Gestellte Aufgabe 1:
Gib den Text über jüdische Fußballer von "Karl Levi gehörte" bis "ihrer Zeit gehörten." wieder und tausche dabei "Leichtathlet" gegen "Sprinter" aus.

#### Seitentext

Karl Levi gehörte zu den 21 jungen Männern, die 1889 die Stuttgarter ­Kickers gründeten. Er spielte bis 1901 auf der halbrechten Position bei den Kickers. Als Leichtathlet wurde er mit der Vier-mal-100-Meter-Staffel Süddeutscher Meister. Was aus ihm wurde, ist nicht bekannt. Anton Reitlinger spielte in den unteren Mannschaften des FC Bayern München und wurde am 2. Februar 1945 im KZ Dachau ermordet.

Schaut man sich die im Lexikon aufgeführten Spieler an, sieht man, dass die Vereine, in denen sich auch Fans dafür engagieren, die Geschichte aufzuklären, die Lebens­wege besonders vieler jüdischer Fußballer nachzeichnen lassen. Und das, obwohl ­viele dieser Männer nicht zu den Stars ihrer Zeit gehörten.

In den achtziger Jahren waren es Laien und ambitionierte Historiker, welche in vielen Städten die Lokalgeschichte des Nationalsozialismus untersuchten, was bis zu dieser Zeit ein blinder Fleck der Geschichtsschreibung war. Diese Arbeiten trugen erheblich dazu bei, die NS-Geschichte greifbar zu machen. Täter wurden benannt, Opfer vor dem ­Vergessen bewahrt und der Aufstieg der NSDAP, der sich über Jahre hinweg vollzog, beschrieben.

########
#### Aufgeführte Datensätze

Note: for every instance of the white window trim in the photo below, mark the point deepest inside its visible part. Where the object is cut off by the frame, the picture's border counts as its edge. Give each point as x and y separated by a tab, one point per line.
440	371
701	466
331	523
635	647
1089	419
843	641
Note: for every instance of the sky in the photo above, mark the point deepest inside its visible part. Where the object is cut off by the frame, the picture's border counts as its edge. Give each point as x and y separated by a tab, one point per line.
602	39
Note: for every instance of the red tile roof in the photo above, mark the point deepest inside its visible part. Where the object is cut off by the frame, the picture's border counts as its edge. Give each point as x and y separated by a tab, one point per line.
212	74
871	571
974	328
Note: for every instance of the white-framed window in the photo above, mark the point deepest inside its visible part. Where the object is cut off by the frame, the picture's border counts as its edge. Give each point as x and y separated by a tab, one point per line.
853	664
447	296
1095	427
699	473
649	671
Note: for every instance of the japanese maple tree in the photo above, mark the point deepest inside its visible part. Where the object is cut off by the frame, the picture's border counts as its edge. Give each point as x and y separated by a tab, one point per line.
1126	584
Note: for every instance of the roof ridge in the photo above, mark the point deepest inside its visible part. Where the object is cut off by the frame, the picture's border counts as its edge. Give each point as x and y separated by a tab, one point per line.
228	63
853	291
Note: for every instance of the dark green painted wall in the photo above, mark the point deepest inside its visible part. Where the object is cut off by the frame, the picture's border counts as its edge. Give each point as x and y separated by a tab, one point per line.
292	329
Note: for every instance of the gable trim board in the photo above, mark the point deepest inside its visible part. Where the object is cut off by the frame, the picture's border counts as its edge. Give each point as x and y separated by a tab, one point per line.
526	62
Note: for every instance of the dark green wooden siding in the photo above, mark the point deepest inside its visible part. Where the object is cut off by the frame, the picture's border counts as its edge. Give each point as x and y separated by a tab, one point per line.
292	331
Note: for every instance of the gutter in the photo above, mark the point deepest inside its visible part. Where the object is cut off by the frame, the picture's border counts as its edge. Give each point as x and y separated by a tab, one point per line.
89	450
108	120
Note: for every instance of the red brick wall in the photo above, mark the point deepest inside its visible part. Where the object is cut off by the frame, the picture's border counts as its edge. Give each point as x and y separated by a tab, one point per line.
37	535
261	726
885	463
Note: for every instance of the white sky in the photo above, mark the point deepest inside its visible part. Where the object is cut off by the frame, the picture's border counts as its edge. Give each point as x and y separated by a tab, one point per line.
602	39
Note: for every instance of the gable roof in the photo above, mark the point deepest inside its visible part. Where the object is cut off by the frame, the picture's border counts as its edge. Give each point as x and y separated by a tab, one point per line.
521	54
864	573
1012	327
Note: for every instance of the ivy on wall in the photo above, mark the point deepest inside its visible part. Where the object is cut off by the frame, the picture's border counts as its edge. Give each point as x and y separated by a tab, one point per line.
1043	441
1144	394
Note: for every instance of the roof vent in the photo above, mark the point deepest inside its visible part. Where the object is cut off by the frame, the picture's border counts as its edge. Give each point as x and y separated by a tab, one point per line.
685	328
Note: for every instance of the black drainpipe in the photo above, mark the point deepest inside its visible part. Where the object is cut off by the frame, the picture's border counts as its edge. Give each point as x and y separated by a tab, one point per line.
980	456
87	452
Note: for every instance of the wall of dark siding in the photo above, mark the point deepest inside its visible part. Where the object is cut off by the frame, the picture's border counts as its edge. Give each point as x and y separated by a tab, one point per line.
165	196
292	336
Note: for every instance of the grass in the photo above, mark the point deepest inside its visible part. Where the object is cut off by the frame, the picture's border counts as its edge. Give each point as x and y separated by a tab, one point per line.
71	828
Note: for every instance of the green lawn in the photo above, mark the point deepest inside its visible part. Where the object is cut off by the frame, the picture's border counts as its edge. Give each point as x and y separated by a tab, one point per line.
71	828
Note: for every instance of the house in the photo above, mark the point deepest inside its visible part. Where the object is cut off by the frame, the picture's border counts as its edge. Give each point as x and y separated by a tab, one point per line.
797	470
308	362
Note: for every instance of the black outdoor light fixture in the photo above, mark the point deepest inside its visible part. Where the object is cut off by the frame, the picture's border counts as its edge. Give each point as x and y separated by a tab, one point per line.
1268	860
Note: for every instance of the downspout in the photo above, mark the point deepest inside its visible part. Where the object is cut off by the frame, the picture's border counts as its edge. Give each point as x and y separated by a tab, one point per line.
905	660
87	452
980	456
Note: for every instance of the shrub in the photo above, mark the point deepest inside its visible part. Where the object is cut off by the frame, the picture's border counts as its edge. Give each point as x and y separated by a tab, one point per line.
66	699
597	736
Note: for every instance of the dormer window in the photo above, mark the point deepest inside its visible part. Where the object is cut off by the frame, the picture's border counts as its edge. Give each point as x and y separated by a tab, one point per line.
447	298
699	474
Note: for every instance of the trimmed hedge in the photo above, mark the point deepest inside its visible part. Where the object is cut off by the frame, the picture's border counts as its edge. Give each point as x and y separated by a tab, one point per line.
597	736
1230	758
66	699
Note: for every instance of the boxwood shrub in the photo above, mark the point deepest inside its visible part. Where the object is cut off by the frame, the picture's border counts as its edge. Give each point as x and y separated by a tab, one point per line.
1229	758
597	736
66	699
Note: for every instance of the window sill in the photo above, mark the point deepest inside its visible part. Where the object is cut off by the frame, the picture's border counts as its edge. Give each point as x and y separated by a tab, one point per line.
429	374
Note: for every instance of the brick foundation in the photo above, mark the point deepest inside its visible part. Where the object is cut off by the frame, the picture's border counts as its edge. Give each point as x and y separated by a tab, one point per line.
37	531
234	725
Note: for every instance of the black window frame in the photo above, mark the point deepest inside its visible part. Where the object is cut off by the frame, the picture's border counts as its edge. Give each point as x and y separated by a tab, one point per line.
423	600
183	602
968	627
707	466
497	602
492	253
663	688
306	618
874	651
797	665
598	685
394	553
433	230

########

Gestellte Aufgabe 2:
Entnimm den Datensätzen jede Zeile, in der die Zeichenfolge "gable" vorkommt.

Schriftliche Antwort 1:
Karl Levi gehörte zu den 21 jungen Männern, die 1889 die Stuttgarter ­Kickers gründeten. Er spielte bis 1901 auf der halbrechten Position bei den Kickers. Als Sprinter wurde er mit der Vier-mal-100-Meter-Staffel Süddeutscher Meister. Was aus ihm wurde, ist nicht bekannt. Anton Reitlinger spielte in den unteren Mannschaften des FC Bayern München und wurde am 2. Februar 1945 im KZ Dachau ermordet.

Schaut man sich die im Lexikon aufgeführten Spieler an, sieht man, dass die Vereine, in denen sich auch Fans dafür engagieren, die Geschichte aufzuklären, die Lebens­wege besonders vieler jüdischer Fußballer nachzeichnen lassen. Und das, obwohl ­viele dieser Männer nicht zu den Stars ihrer Zeit gehörten.

Schriftliche Antwort 2:
Note: for every instance of the gable trim board in the photo above, mark the point deepest inside its visible part. Where the object is cut off by the frame, the picture's border counts as its edge. Give each point as x and y separated by a tab, one point per line.
Note: for every instance of the gable roof in the photo above, mark the point deepest inside its visible part. Where the object is cut off by the frame, the picture's border counts as its edge. Give each point as x and y separated by a tab, one point per line.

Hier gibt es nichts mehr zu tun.